Start of SUPPLIED RECORDS

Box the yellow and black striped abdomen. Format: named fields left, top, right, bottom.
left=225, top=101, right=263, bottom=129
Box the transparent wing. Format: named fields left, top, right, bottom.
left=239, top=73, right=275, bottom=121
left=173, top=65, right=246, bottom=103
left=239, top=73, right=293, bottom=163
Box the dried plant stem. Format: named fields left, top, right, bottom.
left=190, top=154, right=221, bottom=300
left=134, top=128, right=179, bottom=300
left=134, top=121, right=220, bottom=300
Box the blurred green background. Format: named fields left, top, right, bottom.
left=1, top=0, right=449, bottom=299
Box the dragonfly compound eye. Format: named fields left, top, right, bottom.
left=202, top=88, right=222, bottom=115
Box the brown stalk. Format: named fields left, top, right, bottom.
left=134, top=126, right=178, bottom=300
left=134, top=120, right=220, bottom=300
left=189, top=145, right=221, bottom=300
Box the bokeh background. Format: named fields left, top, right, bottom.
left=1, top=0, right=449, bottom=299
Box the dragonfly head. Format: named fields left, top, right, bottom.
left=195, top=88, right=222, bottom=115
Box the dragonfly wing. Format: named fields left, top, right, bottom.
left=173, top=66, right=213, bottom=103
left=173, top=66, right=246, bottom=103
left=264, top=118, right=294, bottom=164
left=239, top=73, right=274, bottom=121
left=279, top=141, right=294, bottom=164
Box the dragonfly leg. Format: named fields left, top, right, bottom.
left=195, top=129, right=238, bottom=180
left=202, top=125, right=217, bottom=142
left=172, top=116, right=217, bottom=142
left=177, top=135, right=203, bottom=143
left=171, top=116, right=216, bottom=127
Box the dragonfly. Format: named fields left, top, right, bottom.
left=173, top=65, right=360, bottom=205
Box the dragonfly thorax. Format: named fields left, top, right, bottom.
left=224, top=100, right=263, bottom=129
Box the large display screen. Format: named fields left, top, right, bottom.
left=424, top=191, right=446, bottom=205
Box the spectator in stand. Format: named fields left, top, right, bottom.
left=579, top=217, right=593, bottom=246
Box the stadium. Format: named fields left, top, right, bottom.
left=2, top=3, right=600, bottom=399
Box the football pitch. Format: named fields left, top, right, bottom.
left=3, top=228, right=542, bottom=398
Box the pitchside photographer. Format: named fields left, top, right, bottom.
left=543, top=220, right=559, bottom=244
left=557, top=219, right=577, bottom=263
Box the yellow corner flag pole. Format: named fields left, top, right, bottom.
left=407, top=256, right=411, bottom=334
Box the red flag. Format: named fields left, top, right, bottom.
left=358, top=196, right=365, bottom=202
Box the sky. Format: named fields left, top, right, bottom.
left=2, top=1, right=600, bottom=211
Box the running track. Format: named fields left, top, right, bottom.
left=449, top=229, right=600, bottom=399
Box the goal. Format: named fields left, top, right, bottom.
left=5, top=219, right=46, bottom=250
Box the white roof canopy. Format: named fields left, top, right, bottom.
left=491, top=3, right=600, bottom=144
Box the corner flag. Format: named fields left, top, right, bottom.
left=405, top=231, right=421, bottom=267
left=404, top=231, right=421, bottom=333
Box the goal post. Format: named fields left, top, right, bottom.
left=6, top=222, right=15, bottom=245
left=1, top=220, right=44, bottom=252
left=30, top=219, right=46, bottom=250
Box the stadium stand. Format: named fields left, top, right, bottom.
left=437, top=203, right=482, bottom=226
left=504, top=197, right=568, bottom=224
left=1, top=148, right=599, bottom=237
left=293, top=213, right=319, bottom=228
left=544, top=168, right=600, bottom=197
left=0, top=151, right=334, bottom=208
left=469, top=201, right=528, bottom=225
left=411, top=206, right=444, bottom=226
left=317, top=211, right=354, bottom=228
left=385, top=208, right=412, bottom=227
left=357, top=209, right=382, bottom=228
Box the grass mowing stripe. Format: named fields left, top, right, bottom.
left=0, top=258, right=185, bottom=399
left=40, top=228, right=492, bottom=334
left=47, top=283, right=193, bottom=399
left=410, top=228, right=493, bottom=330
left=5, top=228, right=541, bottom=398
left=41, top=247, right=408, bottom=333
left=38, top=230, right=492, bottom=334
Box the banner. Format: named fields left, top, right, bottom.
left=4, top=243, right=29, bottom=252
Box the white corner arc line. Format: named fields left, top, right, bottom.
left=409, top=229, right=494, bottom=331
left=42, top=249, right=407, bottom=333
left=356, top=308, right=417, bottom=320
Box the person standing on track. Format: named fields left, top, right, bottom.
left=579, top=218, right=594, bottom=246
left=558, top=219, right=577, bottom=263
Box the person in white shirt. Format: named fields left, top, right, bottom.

End of SUPPLIED RECORDS

● WHAT THE TASK ASKS
So that nothing is lost, please reproduce each entry exactly as written.

● FINISHED EXERCISE
Box the yellow and black striped abdomen. Format: named fields left, top, right, bottom.
left=225, top=101, right=263, bottom=129
Box the transparent wing. Format: named fields left, top, right, bottom.
left=239, top=73, right=275, bottom=121
left=173, top=65, right=246, bottom=103
left=239, top=73, right=293, bottom=163
Box the dried plant stem. Format: named fields left, top, right, bottom.
left=190, top=154, right=221, bottom=300
left=134, top=128, right=179, bottom=300
left=134, top=121, right=220, bottom=300
Box the blurred green background. Format: named fields left, top, right, bottom.
left=1, top=0, right=449, bottom=299
Box the dragonfly compound eye. Format: named fields left, top, right, bottom.
left=202, top=88, right=222, bottom=115
Box the brown stalk. Format: named fields left, top, right, bottom.
left=134, top=126, right=178, bottom=300
left=134, top=120, right=220, bottom=300
left=189, top=145, right=221, bottom=300
Box the bokeh background. Format: named fields left, top, right, bottom.
left=1, top=0, right=449, bottom=299
Box the dragonfly head. Format: named fields left, top, right, bottom.
left=195, top=88, right=222, bottom=115
Box the dragonfly wing. Format: named fields left, top, right, bottom.
left=173, top=66, right=213, bottom=103
left=173, top=66, right=246, bottom=103
left=264, top=118, right=294, bottom=164
left=239, top=73, right=274, bottom=121
left=279, top=141, right=294, bottom=164
Box the dragonfly leg. Format: named fields left, top, right, bottom.
left=195, top=129, right=238, bottom=180
left=202, top=125, right=217, bottom=142
left=172, top=116, right=217, bottom=142
left=177, top=135, right=203, bottom=143
left=171, top=116, right=216, bottom=127
Box the dragonfly. Format: named fields left, top, right, bottom.
left=173, top=65, right=360, bottom=205
Box the dragonfly thorax. Format: named fields left, top, right, bottom.
left=224, top=100, right=263, bottom=129
Box the large display screen. Format: named fields left, top, right, bottom.
left=424, top=191, right=446, bottom=205
Box the spectator in stand. Format: named fields left, top, right, bottom.
left=579, top=217, right=593, bottom=246
Box the stadium. Format: named fields left, top, right, bottom.
left=2, top=3, right=600, bottom=399
Box the football pitch. Format: named fields left, top, right, bottom.
left=3, top=228, right=542, bottom=398
Box the pitchside photographer. Format: named fields left, top, right, bottom.
left=543, top=220, right=559, bottom=244
left=557, top=219, right=577, bottom=263
Box the yellow corner flag pole. Format: named fields left, top, right, bottom.
left=407, top=256, right=411, bottom=334
Box the red flag. Format: named fields left, top, right, bottom.
left=358, top=196, right=365, bottom=202
Box the sky. Format: named fields left, top, right, bottom.
left=2, top=1, right=600, bottom=211
Box the running track. Format: named fields left, top, right, bottom.
left=449, top=229, right=600, bottom=399
Box the goal. Format: named fields left, top, right, bottom.
left=5, top=219, right=46, bottom=250
Box the white roof canopy. Format: named fields left, top, right, bottom.
left=491, top=3, right=600, bottom=144
Box the corner flag. Format: named fields left, top, right, bottom.
left=405, top=231, right=421, bottom=267
left=404, top=231, right=421, bottom=333
Box the goal post. Format: named fields left, top, right, bottom.
left=6, top=222, right=15, bottom=245
left=1, top=220, right=44, bottom=252
left=30, top=219, right=46, bottom=250
Box the stadium stand. Format: named fields left, top, right, bottom.
left=437, top=203, right=482, bottom=226
left=504, top=197, right=568, bottom=224
left=1, top=148, right=599, bottom=237
left=293, top=213, right=319, bottom=228
left=544, top=168, right=600, bottom=197
left=0, top=151, right=334, bottom=208
left=469, top=201, right=528, bottom=225
left=411, top=206, right=444, bottom=226
left=317, top=211, right=354, bottom=228
left=385, top=208, right=412, bottom=227
left=357, top=209, right=382, bottom=228
Box the grass mowing stripe. Format: named fields left, top, right, bottom.
left=0, top=258, right=185, bottom=399
left=40, top=228, right=492, bottom=334
left=47, top=283, right=193, bottom=399
left=410, top=228, right=493, bottom=330
left=5, top=228, right=541, bottom=398
left=41, top=247, right=408, bottom=333
left=38, top=230, right=492, bottom=334
Box the banner. Format: named fields left, top, right, bottom.
left=4, top=243, right=29, bottom=252
Box the white corner arc line. Format: named fields left, top, right, bottom.
left=409, top=229, right=494, bottom=331
left=42, top=249, right=407, bottom=333
left=356, top=308, right=417, bottom=320
Box the person standing on track. Format: named fields left, top, right, bottom.
left=579, top=218, right=594, bottom=246
left=558, top=219, right=577, bottom=263
Box the person in white shirt. Format: named fields left, top, right, bottom.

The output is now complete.